Mit Hilfe von Portalpraxen könnten sich Wartezeiten in den Notaufnahmen der Kliniken verringern lassen. Foto: dpa Quelle: Unbekannt

Von Jan-Philipp Schütze

Stuttgart - Die Notaufnahmen der Krankenhäuser in Stuttgart platzen oft aus allen Nähten. Schuld daran sind die vielen Patienten, die mit vergleichsweise harmlosen Beschwerden die Ambulanzen aufsuchen. Abhilfe schaffen könnten sogenannte Portalpraxen, die als erste Anlaufstellen dienen. Die Kliniken streben dazu eine Testphase an.

Rund 27 000 Patienten wurden im vergangenen Jahr in der Notaufnahme des Stuttgarter Marienhospitals behandelt, gut 2000 mehr als im Jahr zuvor. Zu bestimmten Zeiten war die Notaufnahme derart überfüllt, dass es zu übermäßigen Wartezeiten kam. Dabei wären etwa 10 bis 15 Prozent der Patienten mit ihren Wehwehchen in einer Notfallpraxis oder bei einem Hausarzt besser aufgehoben gewesen, wie eine interne Analyse der Klinik ergab. Vor allem tagsüber an Werktagen, wenn die ebenfalls am Marienhospital angesiedelte Notfallpraxis der niedergelassenen Ärzte geschlossen hat, kämen relativ viele Patienten mit leichten Erkrankungen in die Ambulanz, sagt Otto Tschritter, leitender Oberarzt der interdisziplinären Notaufnahme. Ein Phänomen, mit dem auch viele andere Kliniken in der Landeshauptstadt zu kämpfen haben.

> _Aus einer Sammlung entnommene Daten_
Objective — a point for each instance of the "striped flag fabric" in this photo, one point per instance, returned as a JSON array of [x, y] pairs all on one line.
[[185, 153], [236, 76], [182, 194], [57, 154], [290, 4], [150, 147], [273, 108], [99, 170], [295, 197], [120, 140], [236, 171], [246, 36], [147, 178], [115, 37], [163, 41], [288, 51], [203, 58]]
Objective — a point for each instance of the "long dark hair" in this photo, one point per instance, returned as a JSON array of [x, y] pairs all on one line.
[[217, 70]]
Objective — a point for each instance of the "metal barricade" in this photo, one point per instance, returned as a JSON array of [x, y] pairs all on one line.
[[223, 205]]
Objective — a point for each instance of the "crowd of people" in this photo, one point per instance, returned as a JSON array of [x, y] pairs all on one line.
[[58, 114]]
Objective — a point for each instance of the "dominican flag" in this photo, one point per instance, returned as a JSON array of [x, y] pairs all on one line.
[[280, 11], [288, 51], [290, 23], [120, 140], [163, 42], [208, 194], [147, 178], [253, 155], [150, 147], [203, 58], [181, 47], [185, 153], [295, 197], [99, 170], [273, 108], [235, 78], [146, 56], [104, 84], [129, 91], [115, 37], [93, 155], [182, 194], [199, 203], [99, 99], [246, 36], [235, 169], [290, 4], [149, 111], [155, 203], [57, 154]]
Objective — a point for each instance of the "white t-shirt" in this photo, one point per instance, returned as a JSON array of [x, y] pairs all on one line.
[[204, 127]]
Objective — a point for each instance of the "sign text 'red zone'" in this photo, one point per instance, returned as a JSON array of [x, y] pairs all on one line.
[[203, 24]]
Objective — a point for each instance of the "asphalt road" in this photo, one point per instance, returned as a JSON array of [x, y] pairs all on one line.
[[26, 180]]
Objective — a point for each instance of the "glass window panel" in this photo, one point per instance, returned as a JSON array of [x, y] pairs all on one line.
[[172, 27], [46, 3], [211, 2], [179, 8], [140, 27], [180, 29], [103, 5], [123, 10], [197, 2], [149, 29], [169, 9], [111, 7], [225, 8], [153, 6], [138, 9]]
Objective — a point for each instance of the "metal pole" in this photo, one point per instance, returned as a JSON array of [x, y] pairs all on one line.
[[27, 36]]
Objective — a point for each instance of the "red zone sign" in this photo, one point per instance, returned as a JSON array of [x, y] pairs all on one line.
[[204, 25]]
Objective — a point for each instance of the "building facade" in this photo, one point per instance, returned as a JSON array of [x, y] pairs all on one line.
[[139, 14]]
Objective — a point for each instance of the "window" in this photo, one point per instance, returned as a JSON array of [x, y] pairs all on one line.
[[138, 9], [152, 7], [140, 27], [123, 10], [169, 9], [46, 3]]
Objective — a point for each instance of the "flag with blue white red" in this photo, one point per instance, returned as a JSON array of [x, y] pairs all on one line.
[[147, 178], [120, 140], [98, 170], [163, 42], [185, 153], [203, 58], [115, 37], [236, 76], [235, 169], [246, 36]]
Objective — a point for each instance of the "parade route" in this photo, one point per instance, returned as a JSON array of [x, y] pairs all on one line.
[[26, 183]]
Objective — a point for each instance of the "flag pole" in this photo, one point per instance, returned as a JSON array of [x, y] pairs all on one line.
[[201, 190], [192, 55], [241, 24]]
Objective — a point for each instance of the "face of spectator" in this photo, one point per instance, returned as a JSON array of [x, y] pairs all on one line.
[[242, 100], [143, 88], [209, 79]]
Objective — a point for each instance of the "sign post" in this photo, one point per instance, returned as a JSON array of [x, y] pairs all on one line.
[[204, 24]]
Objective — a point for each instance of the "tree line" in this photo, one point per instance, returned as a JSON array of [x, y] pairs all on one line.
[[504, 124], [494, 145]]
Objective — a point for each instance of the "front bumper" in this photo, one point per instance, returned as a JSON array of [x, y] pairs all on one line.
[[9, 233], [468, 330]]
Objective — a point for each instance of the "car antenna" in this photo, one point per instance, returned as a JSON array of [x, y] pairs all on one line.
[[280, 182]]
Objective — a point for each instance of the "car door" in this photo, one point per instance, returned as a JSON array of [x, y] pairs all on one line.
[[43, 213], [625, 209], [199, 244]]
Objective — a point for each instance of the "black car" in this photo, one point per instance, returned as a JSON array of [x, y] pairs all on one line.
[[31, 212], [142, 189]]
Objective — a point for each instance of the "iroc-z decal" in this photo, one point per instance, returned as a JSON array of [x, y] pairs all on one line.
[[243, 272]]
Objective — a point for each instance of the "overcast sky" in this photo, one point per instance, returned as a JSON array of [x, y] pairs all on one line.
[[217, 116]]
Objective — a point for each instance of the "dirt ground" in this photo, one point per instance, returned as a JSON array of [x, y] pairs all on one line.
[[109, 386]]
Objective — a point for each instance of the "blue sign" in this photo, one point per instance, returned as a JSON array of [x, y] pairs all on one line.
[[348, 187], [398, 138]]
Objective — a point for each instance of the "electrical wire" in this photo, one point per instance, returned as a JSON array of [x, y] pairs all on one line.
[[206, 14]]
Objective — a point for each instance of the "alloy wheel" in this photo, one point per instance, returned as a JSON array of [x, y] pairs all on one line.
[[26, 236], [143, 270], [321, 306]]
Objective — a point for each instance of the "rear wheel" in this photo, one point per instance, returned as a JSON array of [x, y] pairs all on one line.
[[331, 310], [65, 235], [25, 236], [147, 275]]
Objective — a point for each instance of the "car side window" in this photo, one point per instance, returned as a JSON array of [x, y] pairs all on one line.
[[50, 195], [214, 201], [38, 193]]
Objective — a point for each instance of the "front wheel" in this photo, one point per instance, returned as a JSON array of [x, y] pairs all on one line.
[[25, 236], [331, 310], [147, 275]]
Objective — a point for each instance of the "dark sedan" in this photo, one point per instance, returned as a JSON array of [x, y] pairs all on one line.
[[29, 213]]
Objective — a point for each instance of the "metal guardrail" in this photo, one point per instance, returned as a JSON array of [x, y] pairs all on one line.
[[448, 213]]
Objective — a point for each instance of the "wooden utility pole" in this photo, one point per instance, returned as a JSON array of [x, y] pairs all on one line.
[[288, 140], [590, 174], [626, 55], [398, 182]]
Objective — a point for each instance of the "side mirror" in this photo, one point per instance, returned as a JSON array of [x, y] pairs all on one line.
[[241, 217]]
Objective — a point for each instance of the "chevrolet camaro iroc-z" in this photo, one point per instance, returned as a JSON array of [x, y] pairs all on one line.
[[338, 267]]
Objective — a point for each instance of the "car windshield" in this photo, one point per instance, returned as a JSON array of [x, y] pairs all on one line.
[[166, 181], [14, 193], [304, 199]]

> _Die Aufgabenstellung_
A) Wie viele Patienten wurden laut dem Artikel über die Stuttgarter Notaufnahmen im vergangenen Jahr in der Notaufnahme des Marienhospitals behandelt?
B) Prüfen Sie, ob die folgenden Aussagen mit dem Artikel über die Stuttgarter Notaufnahmen übereinstimmen, und antworten Sie jeweils mit Ja oder Nein samt den entscheidenden Worten aus dem Artikel.
(i) Die Notfallpraxis der niedergelassenen Ärzte befindet sich ebenfalls am Marienhospital.
(ii) Nach einer internen Analyse wäre etwa die Hälfte der Patienten bei einem Hausarzt besser aufgehoben gewesen.
(iii) Otto Tschritter leitet als Oberarzt die interdisziplinäre Notaufnahme.
C) Schreiben Sie aus dem Artikel über die Stuttgarter Notaufnahmen die Passage von „Stuttgart - Die“ bis einschließlich „eine Testphase an.“ wortgetreu ab.
Die Einträge stehen in keinem Zusammenhang mit dem Artikel über die Stuttgarter Notaufnahmen.

> _Die Lösungen_
A) Rund 27 000 Patienten.

B)
(i) Ja: „die ebenfalls am Marienhospital angesiedelte Notfallpraxis der niedergelassenen Ärzte“
(ii) Nein: „etwa 10 bis 15 Prozent der Patienten“
(iii) Ja: „Otto Tschritter, leitender Oberarzt der interdisziplinären Notaufnahme“

C)
Stuttgart - Die Notaufnahmen der Krankenhäuser in Stuttgart platzen oft aus allen Nähten. Schuld daran sind die vielen Patienten, die mit vergleichsweise harmlosen Beschwerden die Ambulanzen aufsuchen. Abhilfe schaffen könnten sogenannte Portalpraxen, die als erste Anlaufstellen dienen. Die Kliniken streben dazu eine Testphase an.